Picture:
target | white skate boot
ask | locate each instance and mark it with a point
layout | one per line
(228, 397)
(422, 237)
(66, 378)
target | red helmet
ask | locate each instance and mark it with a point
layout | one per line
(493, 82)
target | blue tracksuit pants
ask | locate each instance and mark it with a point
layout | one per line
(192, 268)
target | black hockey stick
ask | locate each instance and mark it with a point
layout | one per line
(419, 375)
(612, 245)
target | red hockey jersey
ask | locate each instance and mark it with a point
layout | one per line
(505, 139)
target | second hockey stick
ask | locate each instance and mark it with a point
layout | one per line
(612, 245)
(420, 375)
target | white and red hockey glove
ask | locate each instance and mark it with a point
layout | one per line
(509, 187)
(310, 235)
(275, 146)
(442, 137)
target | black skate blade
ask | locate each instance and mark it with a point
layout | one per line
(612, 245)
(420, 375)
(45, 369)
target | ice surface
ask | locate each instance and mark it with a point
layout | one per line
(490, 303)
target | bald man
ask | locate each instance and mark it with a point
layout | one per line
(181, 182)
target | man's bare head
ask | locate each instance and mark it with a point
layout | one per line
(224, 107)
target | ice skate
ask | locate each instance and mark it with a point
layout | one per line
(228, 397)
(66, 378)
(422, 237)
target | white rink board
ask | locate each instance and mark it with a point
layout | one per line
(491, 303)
################
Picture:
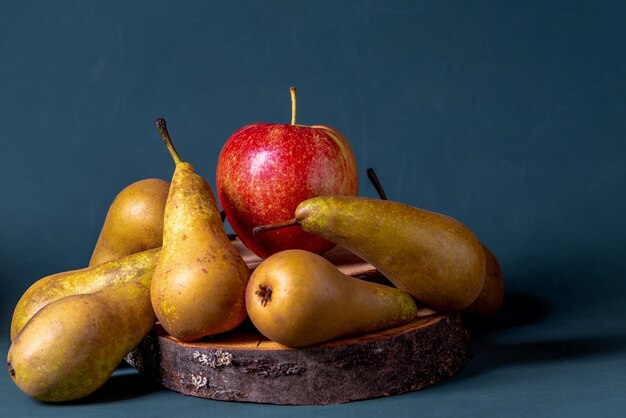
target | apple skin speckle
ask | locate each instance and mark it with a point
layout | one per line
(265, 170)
################
▸ Work task:
All lines in the records with the string "skate" should be copied out.

▸ Solution to this problem:
target | white skate boot
target | black skate blade
target | ice skate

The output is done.